Records for the task
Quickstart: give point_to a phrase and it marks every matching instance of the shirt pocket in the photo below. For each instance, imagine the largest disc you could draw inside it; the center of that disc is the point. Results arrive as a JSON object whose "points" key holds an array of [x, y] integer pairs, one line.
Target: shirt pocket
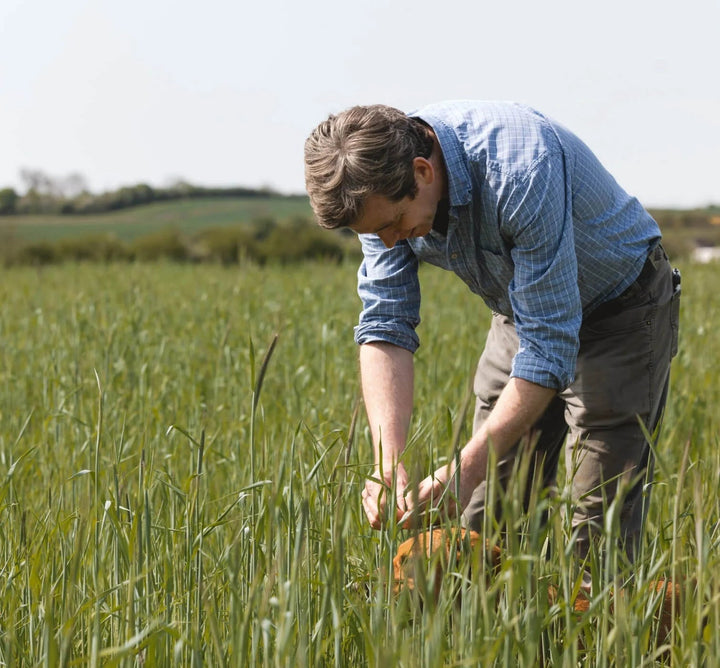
{"points": [[495, 274]]}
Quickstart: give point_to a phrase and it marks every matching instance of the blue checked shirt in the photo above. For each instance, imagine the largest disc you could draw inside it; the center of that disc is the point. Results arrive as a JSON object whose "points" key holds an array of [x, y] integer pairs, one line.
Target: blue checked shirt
{"points": [[537, 228]]}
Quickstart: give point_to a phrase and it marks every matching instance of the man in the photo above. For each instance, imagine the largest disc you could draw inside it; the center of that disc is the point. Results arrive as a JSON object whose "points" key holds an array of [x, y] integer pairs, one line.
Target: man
{"points": [[584, 300]]}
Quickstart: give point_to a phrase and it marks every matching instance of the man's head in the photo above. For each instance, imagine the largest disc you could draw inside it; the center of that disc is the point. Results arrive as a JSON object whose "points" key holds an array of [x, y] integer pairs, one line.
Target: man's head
{"points": [[360, 152]]}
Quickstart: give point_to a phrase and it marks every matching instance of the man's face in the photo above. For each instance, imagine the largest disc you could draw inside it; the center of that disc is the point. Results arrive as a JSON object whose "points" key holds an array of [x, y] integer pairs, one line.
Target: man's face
{"points": [[393, 221]]}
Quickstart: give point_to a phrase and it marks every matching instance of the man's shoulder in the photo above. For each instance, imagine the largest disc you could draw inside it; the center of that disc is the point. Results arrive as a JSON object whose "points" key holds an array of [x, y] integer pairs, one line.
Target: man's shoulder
{"points": [[505, 138]]}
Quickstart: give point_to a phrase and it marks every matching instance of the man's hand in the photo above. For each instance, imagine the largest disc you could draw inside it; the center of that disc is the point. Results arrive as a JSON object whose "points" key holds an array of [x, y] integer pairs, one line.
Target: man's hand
{"points": [[375, 495], [518, 408]]}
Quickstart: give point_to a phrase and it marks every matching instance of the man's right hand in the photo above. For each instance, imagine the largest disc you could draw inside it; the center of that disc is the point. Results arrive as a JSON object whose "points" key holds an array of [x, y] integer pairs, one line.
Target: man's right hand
{"points": [[375, 495]]}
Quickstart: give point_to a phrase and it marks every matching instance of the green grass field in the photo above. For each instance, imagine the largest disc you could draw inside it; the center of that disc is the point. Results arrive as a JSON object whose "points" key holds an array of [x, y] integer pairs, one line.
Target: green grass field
{"points": [[169, 495], [188, 216]]}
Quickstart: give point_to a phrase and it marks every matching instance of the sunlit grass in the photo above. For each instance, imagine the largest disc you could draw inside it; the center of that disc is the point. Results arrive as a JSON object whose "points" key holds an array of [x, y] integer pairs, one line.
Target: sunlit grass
{"points": [[159, 503]]}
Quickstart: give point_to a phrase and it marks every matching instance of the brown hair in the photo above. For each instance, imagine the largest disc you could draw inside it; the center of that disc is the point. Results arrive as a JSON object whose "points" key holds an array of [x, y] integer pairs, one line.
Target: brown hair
{"points": [[359, 152]]}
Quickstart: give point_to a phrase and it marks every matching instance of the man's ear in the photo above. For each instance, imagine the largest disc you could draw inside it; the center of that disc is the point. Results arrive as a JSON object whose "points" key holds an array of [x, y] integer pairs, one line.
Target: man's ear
{"points": [[424, 171]]}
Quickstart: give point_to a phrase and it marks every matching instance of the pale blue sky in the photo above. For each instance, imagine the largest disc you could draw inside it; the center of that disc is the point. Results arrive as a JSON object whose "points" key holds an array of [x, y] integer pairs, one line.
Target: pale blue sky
{"points": [[223, 92]]}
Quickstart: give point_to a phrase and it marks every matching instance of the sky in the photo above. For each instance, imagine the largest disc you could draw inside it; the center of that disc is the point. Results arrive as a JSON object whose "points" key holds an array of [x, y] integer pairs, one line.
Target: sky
{"points": [[224, 92]]}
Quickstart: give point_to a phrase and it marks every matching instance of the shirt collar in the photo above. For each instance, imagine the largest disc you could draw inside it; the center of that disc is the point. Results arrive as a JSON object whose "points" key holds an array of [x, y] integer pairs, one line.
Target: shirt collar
{"points": [[456, 167]]}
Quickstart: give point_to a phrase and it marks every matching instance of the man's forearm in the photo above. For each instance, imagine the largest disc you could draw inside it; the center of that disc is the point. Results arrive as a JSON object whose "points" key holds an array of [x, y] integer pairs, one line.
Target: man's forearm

Instructions to follow
Everything from the line containing "the man's ear" to the end of the data above should be quoted exactly, please, both ends included, and nothing outside that span.

Exercise answer
Quickstart: give point_to a phrase and it marks every matching instance of the man's ear in the photo above. For each instance, imagine the largest disc you could draw inside it; the center of that disc is the point. Results arrive as a JSON object whose "points" key holds an array of [x, y] integer pairs, one line.
Target: man's ear
{"points": [[424, 171]]}
Quickstart: give point_to a phrase and it marks every matching instance of the pale blue sky in the photo above. For each instance, imagine the largest disc you could draw inside it; the center of that disc is the point. Results arrive as a JSON object whose "points" key holds an array of [x, y] integer pairs, one line.
Target: pale blue sky
{"points": [[223, 92]]}
Quickstart: give point_to a phrase and it marks every matching instance of the sky in the photo above. For each instance, imagine the largest disc you could draw inside it; the center of that disc is the point. Results arrive as a JSON object whose "points" key holds an array of [x, y] integer pairs, one line.
Target: sky
{"points": [[224, 92]]}
Quickstart: give point_to a phrase and it marks every matching instance of the shirt collar in the photo above. For each instance, imagine the largest disc you could draw inside it; the center of that disc is the point. Results arrive as a JSON object whose "points" key holds an array of [x, y] integer pairs, one line.
Target: shirt collar
{"points": [[456, 167]]}
Quickstart: give point_to a phrase and it marks every matching instance of the man's forearm in the photo above. For each instance, imagine the largest disc you could draw inside it; the center of that disc is the point. Results arrive as a JSON object whose "points" key holds an array of [x, y] integer pairs, one line.
Target: man's forearm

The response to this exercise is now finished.